Stated exercise >>
Turn the data lines, starting with the line containing "Identify every asphalt road." and going on through the line containing "[91,84,103,92]", into a JSON list of strings with one string per line and no blank lines. Include only those lines.

[Records]
++++++
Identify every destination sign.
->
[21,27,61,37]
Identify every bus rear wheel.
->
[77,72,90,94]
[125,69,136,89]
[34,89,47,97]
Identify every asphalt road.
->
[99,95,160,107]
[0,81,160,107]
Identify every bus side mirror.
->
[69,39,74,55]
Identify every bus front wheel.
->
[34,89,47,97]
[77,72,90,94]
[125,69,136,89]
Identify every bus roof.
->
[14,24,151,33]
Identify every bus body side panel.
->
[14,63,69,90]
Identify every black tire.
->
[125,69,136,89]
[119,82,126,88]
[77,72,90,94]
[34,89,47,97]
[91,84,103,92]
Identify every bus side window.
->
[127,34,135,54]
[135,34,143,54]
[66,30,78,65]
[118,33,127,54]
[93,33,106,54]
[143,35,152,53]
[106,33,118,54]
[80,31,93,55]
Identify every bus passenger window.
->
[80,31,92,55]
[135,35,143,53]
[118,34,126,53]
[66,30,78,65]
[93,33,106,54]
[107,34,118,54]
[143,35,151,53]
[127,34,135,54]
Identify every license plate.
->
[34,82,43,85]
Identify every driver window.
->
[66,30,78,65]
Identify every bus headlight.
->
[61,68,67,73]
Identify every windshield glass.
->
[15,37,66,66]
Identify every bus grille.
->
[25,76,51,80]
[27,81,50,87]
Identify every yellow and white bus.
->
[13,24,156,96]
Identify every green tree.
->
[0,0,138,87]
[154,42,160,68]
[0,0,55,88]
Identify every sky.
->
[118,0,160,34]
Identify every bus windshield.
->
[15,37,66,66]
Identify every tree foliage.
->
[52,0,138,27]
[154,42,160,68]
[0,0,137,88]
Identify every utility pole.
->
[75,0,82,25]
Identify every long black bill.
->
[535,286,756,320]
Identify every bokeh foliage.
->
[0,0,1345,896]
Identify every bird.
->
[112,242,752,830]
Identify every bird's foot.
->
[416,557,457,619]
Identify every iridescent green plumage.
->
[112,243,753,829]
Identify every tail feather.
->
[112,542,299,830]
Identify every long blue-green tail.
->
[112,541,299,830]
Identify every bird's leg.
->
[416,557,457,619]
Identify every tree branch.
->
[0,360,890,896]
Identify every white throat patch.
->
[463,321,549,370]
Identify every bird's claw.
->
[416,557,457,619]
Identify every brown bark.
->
++++++
Result >>
[
  "Identify every asphalt road.",
  "->",
  "[99,95,160,107]",
  "[0,81,160,107]",
  "Identify every bus side mirror.",
  "->",
  "[69,39,74,55]",
  "Identify every bus front wheel.",
  "->",
  "[34,89,47,97]",
  "[77,72,90,94]",
  "[125,69,136,89]",
  "Identify every bus roof.",
  "->",
  "[14,24,151,33]",
  "Identify every bus body side panel.",
  "->",
  "[14,63,69,90]",
  "Identify every black tire.",
  "->",
  "[125,69,136,89]",
  "[119,82,126,88]",
  "[77,72,90,94]",
  "[34,89,47,97]",
  "[91,84,103,92]"
]